Short task
Reproduce exactly the final portion of the data: every line from the one containing "# test: point out the blue" through the last line, inclusive.

Input records

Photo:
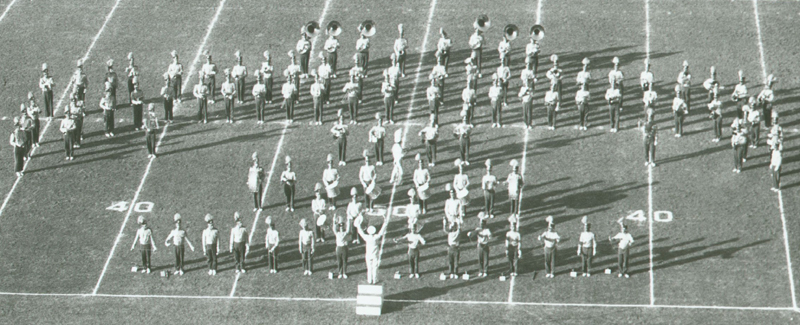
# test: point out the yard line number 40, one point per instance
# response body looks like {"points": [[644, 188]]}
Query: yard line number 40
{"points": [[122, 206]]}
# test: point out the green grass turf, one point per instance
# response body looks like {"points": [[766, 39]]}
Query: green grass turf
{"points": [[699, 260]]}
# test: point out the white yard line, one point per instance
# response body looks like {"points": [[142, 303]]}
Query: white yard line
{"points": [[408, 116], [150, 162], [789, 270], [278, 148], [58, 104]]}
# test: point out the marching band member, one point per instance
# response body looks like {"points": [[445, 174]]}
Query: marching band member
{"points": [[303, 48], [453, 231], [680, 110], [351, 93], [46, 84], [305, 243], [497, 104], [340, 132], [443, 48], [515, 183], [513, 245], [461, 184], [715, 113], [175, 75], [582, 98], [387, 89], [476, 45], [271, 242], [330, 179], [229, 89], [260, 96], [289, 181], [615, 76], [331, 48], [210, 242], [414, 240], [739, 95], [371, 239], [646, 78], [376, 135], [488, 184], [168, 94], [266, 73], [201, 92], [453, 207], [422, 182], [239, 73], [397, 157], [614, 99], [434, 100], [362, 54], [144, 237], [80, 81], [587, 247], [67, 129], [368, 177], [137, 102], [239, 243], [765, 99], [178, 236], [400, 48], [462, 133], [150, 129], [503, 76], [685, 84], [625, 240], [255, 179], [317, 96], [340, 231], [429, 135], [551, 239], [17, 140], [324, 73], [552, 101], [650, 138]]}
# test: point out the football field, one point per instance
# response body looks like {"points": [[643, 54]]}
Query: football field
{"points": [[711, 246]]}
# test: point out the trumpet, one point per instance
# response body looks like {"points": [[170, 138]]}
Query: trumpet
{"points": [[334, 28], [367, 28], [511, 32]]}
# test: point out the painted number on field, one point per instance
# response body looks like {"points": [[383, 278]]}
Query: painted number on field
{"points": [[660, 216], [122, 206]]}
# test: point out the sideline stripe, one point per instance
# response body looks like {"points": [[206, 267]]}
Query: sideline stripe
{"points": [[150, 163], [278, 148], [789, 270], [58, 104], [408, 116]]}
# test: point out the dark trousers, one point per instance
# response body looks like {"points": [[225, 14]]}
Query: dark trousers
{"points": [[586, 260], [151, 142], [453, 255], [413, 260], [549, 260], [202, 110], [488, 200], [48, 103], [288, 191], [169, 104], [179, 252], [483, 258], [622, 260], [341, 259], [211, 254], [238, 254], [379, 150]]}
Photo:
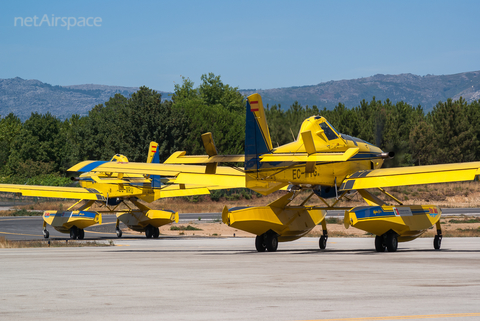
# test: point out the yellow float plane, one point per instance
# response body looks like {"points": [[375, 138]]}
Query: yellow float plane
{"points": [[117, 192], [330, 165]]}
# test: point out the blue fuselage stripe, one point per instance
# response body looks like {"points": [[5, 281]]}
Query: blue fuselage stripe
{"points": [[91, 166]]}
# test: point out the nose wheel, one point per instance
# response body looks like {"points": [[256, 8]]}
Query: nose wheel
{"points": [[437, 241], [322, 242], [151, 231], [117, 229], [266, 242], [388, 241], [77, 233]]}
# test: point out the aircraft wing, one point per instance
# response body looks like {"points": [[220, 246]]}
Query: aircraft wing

Output of the exercise
# test: point out the blue fuselage stripe, one point per instance
# response body looks like {"points": [[5, 281]]}
Query: blue fuselage stripe
{"points": [[91, 166]]}
# test: point out the nose wheel, one point per instance
# response body looks like {"points": [[256, 8]]}
Query: nose wheel
{"points": [[437, 241], [322, 242], [151, 231], [117, 229], [266, 242], [388, 241], [77, 233]]}
# test: point out the aircraft wing, one point per instance
# response body looks like {"points": [[220, 246]]}
Query: aircraft wing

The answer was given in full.